= Requirement =
Can you format every line of the records below as a numbered list, leaving out any blank lines?

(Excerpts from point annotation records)
-- START --

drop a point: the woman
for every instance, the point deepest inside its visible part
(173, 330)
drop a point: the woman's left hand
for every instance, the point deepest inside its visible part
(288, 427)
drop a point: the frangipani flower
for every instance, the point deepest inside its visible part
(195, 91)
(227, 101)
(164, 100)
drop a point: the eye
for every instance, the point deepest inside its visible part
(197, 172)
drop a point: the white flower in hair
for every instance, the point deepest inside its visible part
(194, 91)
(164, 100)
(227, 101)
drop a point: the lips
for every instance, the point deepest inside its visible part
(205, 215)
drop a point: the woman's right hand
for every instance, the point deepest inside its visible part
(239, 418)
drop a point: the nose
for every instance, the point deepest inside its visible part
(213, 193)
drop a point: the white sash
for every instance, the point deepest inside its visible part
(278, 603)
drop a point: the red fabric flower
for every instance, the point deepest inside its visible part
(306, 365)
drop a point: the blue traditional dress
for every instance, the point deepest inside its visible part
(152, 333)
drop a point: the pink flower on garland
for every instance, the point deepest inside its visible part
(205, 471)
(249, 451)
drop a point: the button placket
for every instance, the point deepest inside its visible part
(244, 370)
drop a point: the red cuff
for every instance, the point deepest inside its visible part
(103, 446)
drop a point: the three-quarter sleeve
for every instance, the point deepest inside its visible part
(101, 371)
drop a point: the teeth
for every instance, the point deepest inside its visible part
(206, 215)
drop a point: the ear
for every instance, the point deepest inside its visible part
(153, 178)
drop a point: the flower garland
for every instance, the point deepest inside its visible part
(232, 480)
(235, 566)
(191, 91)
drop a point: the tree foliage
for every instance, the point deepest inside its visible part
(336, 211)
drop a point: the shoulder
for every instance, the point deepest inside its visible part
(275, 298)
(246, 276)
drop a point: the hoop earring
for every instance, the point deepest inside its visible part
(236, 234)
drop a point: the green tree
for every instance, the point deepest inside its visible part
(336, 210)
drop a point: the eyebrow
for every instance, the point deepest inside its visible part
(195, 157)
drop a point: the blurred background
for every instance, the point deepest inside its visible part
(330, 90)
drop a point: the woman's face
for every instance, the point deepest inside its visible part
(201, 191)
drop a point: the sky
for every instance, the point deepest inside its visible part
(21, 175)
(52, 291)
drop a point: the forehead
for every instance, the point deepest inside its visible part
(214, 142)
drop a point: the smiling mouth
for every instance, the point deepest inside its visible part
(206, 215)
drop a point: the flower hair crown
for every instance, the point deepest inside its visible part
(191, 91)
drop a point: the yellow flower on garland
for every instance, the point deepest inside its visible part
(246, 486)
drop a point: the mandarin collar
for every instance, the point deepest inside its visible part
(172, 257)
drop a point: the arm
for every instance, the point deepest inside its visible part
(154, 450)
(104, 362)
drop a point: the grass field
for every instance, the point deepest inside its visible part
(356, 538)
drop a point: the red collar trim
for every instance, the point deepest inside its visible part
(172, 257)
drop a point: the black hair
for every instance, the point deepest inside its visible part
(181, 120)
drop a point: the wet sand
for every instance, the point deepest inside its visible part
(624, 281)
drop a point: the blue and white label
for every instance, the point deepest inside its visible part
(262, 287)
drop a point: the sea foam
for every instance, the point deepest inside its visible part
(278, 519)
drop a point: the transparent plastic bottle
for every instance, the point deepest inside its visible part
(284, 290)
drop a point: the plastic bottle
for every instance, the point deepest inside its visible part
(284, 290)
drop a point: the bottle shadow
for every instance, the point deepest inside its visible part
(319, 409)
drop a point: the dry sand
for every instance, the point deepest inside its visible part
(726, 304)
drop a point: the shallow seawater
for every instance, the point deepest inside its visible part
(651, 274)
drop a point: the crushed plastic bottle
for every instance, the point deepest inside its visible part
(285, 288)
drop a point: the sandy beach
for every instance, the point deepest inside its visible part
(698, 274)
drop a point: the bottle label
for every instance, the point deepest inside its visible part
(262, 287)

-- END --

= Task answer =
1. drop a point: the woman
2. for every instance, the point deepest inside its visible part
3. (173, 330)
4. drop a point: the woman's left hand
5. for every instance, the point deepest inside its visible part
6. (288, 427)
7. drop a point: the frangipani flower
8. for every instance, the point deepest inside its visible part
9. (195, 91)
10. (227, 101)
11. (164, 100)
12. drop a point: the eye
13. for every instance, the point deepest inside its visible part
14. (197, 172)
15. drop a point: the white flower in hair
16. for every instance, the point deepest inside its visible part
17. (194, 91)
18. (164, 100)
19. (227, 101)
20. drop a point: the lips
21. for every instance, the point deepest inside its visible part
22. (205, 215)
23. drop a point: the woman's right hand
24. for every instance, the point deepest inside its visible part
25. (239, 418)
26. drop a point: the nose
27. for every instance, the point deepest inside its visible part
28. (213, 193)
29. drop a point: the white sash
30. for every instance, the point deepest inside its visible part
31. (278, 603)
32. drop a point: the red fabric flower
33. for every instance, the point deepest inside its visible part
34. (306, 365)
35. drop a point: the blue traditional dress
36. for every instance, the point deepest inside its visible part
37. (152, 333)
38. drop a point: the pink flower on garland
39. for every instance, the point deepest inside its visible part
40. (205, 471)
41. (249, 451)
42. drop a point: the button placket
43. for every instance, the point deepest inside its visible part
44. (244, 370)
45. drop a point: the red cuff
46. for every instance, the point deepest inside its visible part
47. (103, 446)
48. drop a point: the three-quarter sleeve
49. for every instance, the point deepest inside its visible part
50. (101, 371)
51. drop a point: the teeth
52. for every instance, the point deepest inside its visible part
53. (206, 215)
54. drop a point: the ear
55. for every instance, the point deepest inside its visible part
56. (153, 178)
57. drop a point: the flower garland
58. for every instance, the point deepest inside its visible part
59. (232, 480)
60. (235, 566)
61. (191, 91)
62. drop a point: the tree foliage
63. for every instance, the point deepest inside its visible part
64. (336, 211)
65. drop a point: the shoulder
66. for every instance, the point deepest inside its visible part
67. (275, 298)
68. (246, 276)
69. drop a point: the hoop earring
70. for every instance, the point deepest inside its visible part
71. (236, 234)
72. drop a point: the green tree
73. for every instance, the point deepest inside its visible part
74. (336, 210)
75. drop a point: the eyebrow
76. for every instance, the point deepest inside its visible part
77. (195, 157)
78. drop a point: the blurred background
79. for every instance, the point deepest inside its visible part
80. (330, 90)
81. drop a point: the woman's face
82. for every instance, the point deepest inside its visible part
83. (201, 191)
84. drop a point: the sky
85. for every instance, the point deepest inside its visible part
86. (21, 175)
87. (52, 291)
88. drop a point: the forehead
89. for every instance, the point deepest inside its visible part
90. (214, 142)
91. drop a point: the smiling mouth
92. for every instance, the point deepest inside its visible part
93. (206, 215)
94. drop a point: the flower hair crown
95. for every instance, the point deepest inside its visible part
96. (191, 91)
97. drop a point: the yellow flower on garland
98. for every instance, the point deepest inside its visible part
99. (246, 486)
100. drop a point: the mandarin collar
101. for every instance, the point deepest inside its visible part
102. (172, 257)
103. drop a point: the arm
104. for every instance, the point deepest inside its visible part
105. (154, 450)
106. (104, 362)
107. drop a point: the grass field
108. for every instance, the point deepest inside its visible part
109. (356, 538)
110. drop a point: the red collar trim
111. for every instance, the point deepest inside its visible part
112. (172, 257)
113. drop a point: the black hair
114. for every instance, the point deepest inside its visible part
115. (181, 120)
116. drop a point: the wet sand
117. for every instance, the point deepest inside its visible part
118. (624, 281)
119. drop a point: the blue and white label
120. for every instance, the point deepest inside its visible part
121. (262, 287)
122. drop a point: the sea foam
123. for every instance, the point deepest inside its visible part
124. (278, 519)
125. drop a point: the transparent plastic bottle
126. for every instance, the point deepest inside its visible part
127. (284, 290)
128. drop a point: the plastic bottle
129. for every instance, the point deepest inside its visible part
130. (284, 290)
131. drop a point: the bottle shadow
132. for every instance, the point deepest inside its visible part
133. (319, 409)
134. drop a point: the dry sand
135. for every instance, the point deepest inside its visible part
136. (726, 304)
137. drop a point: the shallow seawater
138. for every instance, the point deepest inside its visible part
139. (651, 274)
140. drop a point: the crushed plastic bottle
141. for every instance, the point deepest inside its visible part
142. (285, 288)
143. drop a point: the sandy beach
144. for every instance, the point deepest inside its visible part
145. (698, 274)
146. drop a point: the bottle label
147. for every instance, the point deepest inside its visible part
148. (262, 287)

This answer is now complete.